:: WHAT IS REQUIRED ::
Determine how many lines of the material below contain the string "blue", matching case exactly. Give only the number.

— start EXERCISE INPUT —

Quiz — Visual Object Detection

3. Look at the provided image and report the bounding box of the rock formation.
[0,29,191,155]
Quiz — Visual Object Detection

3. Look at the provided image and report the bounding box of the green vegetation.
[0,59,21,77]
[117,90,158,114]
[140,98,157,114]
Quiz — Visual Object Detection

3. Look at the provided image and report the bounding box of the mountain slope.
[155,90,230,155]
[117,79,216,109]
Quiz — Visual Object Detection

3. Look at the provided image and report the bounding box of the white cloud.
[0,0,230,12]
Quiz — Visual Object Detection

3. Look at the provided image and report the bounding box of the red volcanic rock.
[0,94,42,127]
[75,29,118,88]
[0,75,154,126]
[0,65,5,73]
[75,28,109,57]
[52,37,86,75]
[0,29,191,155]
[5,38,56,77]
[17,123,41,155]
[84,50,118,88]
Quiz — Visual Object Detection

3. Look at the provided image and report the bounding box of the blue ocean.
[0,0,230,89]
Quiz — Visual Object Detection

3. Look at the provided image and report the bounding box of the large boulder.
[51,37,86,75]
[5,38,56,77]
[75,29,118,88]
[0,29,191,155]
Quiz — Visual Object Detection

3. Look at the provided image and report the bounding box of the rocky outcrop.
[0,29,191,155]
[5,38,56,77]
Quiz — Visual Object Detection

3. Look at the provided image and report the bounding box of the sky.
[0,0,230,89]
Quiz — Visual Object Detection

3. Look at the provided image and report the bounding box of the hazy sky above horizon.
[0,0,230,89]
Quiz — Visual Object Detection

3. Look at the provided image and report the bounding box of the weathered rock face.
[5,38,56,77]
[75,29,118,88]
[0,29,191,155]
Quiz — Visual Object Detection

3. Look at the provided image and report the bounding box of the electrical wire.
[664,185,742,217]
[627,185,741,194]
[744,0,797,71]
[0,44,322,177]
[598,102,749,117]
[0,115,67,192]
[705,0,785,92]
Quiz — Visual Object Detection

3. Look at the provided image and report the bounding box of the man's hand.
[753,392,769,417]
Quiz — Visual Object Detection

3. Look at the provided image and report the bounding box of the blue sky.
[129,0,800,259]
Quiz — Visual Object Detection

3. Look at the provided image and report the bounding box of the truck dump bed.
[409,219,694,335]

— end EXERCISE INPUT —

:: FINISHED EXERCISE ::
2